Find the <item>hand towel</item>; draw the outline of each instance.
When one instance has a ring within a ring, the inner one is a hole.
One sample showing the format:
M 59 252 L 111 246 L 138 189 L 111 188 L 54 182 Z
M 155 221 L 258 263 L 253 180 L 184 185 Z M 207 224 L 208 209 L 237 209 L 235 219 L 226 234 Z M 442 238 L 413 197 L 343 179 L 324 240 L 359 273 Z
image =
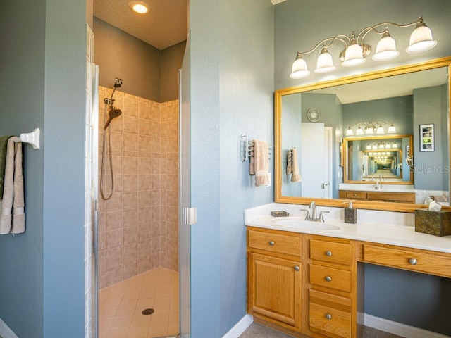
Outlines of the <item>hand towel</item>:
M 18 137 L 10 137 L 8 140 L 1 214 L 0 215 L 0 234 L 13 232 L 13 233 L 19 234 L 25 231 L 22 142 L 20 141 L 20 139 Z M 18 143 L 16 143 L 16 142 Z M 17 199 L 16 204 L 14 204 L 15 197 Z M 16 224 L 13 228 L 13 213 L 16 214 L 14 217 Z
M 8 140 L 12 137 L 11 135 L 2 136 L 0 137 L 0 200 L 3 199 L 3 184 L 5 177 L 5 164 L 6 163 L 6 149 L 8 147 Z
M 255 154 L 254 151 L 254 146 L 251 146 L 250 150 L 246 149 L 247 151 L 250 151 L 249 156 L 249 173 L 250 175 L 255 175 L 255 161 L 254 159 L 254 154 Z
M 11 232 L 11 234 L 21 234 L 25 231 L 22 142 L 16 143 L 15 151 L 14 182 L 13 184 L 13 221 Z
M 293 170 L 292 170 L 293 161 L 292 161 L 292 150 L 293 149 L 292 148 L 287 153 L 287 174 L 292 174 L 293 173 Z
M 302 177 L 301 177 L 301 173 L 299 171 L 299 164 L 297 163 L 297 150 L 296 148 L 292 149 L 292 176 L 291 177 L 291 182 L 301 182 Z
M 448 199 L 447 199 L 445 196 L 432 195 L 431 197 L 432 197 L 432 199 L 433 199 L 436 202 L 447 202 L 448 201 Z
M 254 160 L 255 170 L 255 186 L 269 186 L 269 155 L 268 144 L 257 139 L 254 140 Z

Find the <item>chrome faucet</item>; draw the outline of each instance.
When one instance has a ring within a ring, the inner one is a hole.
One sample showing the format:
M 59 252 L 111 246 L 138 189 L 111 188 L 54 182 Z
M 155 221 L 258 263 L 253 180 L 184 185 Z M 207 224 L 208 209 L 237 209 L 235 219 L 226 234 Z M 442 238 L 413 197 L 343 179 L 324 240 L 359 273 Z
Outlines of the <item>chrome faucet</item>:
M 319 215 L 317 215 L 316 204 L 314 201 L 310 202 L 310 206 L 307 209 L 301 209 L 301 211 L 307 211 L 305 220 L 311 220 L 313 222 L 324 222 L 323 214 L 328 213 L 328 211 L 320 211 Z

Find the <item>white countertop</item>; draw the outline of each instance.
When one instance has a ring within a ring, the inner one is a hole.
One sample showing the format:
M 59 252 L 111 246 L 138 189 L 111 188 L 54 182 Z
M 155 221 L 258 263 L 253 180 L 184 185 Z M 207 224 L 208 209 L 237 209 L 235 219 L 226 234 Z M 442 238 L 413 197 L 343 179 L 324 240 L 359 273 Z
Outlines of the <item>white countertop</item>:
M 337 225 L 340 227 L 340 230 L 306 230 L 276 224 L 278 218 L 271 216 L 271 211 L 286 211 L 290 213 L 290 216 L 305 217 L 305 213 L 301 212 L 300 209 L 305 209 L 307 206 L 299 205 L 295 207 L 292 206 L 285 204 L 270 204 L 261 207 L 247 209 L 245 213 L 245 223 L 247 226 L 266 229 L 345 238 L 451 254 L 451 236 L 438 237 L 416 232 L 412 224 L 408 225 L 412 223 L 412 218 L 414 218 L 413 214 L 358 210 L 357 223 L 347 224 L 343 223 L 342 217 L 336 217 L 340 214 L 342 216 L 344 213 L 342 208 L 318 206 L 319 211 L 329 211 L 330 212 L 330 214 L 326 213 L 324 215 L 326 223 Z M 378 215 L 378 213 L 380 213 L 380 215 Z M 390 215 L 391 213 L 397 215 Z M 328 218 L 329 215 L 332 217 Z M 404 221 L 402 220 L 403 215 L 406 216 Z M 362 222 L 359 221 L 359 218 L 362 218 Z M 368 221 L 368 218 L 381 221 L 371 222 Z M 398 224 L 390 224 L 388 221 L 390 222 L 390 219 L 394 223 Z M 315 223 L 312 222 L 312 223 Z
---
> _EXERCISE AIM_:
Rewrite every line of the records above as a numbered list, one line per item, and skip the blank lines. Leave the pictures out of the answer.

> _EXERCISE SOLUTION_:
1. Find the <item>hand towel</item>; draw the outline of each instance.
2. When one instance has a ring within a ring, the inner one is a hole.
3. One sample showing the format:
4. M 59 252 L 111 246 L 138 189 L 111 188 L 54 182 Z
5. M 155 221 L 258 263 L 253 180 L 184 185 Z M 207 224 L 208 209 L 237 209 L 235 219 L 226 234 Z M 442 238 L 413 197 L 343 179 L 324 240 L 359 273 Z
6. image =
7. Outlines of the <item>hand towel</item>:
8. M 18 137 L 10 137 L 8 140 L 1 214 L 0 215 L 0 234 L 13 232 L 13 233 L 19 234 L 25 231 L 22 142 L 20 141 L 20 139 Z M 18 143 L 16 143 L 16 142 Z M 17 199 L 16 204 L 14 204 L 15 197 Z M 16 224 L 13 228 L 13 213 L 16 214 L 14 217 Z
9. M 8 140 L 12 137 L 11 135 L 2 136 L 0 137 L 0 200 L 3 199 L 3 184 L 5 177 L 5 164 L 6 163 L 6 149 L 8 147 Z
10. M 255 154 L 254 151 L 254 146 L 251 146 L 250 150 L 246 149 L 247 151 L 250 151 L 249 156 L 249 173 L 250 175 L 255 175 L 255 161 L 254 159 L 254 154 Z
11. M 11 232 L 11 234 L 21 234 L 25 231 L 22 142 L 16 143 L 15 151 L 14 182 L 13 184 L 13 221 Z
12. M 293 170 L 292 170 L 293 161 L 292 161 L 292 150 L 293 149 L 292 148 L 287 153 L 287 174 L 292 174 L 293 173 Z
13. M 302 177 L 301 177 L 301 173 L 299 171 L 299 164 L 297 163 L 297 150 L 296 148 L 292 149 L 292 176 L 291 177 L 291 182 L 301 182 Z
14. M 448 199 L 447 199 L 445 196 L 432 195 L 431 197 L 432 197 L 432 199 L 433 199 L 436 202 L 447 202 L 448 201 Z
15. M 254 160 L 255 170 L 255 186 L 269 186 L 269 155 L 268 144 L 257 139 L 254 140 Z
16. Find the <item>chrome faucet</item>; draw the outline of each instance.
17. When one instance has a ring within a ring, the inner one is a hole.
18. One sample showing the format:
19. M 59 252 L 111 246 L 138 189 L 111 188 L 54 182 Z
20. M 155 221 L 258 263 L 253 180 L 184 185 Z M 207 224 L 208 209 L 237 209 L 235 219 L 226 234 Z M 442 238 L 413 197 L 343 179 L 324 240 L 359 273 Z
21. Outlines of the <item>chrome faucet</item>:
22. M 319 215 L 317 215 L 316 204 L 314 201 L 310 202 L 310 206 L 307 209 L 301 209 L 301 211 L 307 211 L 305 220 L 311 220 L 313 222 L 324 222 L 323 214 L 328 213 L 328 211 L 320 211 Z
23. Find the <item>white countertop</item>; draw the outline of each instance.
24. When one instance has a ring within a ring, the inner one is a hole.
25. One sample showing the format:
26. M 59 252 L 111 246 L 138 189 L 111 188 L 54 182 Z
27. M 155 221 L 258 263 L 253 180 L 184 185 Z M 207 224 L 208 209 L 237 209 L 235 219 L 226 234 Z M 442 238 L 413 197 L 343 179 L 324 240 L 359 273 Z
28. Outlines of the <item>white countertop</item>:
29. M 337 225 L 340 227 L 340 230 L 306 230 L 276 224 L 278 218 L 271 216 L 271 211 L 286 211 L 290 213 L 290 216 L 305 217 L 305 213 L 301 212 L 300 209 L 305 209 L 307 206 L 299 205 L 295 207 L 292 206 L 285 204 L 270 204 L 261 207 L 247 209 L 245 213 L 245 223 L 247 226 L 266 229 L 345 238 L 451 254 L 451 236 L 438 237 L 416 232 L 412 224 L 408 225 L 412 223 L 412 218 L 414 218 L 413 214 L 358 210 L 357 223 L 347 224 L 343 223 L 342 217 L 336 217 L 340 214 L 342 216 L 344 213 L 342 208 L 318 206 L 319 211 L 329 211 L 330 212 L 330 214 L 326 213 L 324 215 L 326 223 Z M 378 215 L 378 213 L 380 213 L 380 215 Z M 390 215 L 391 213 L 397 215 Z M 328 218 L 329 215 L 332 217 Z M 404 221 L 402 220 L 403 215 L 406 216 Z M 362 222 L 359 221 L 359 218 L 362 218 Z M 368 221 L 368 218 L 381 221 L 371 222 Z M 398 224 L 390 224 L 388 221 L 390 222 L 390 219 L 394 223 Z M 315 223 L 312 222 L 312 223 Z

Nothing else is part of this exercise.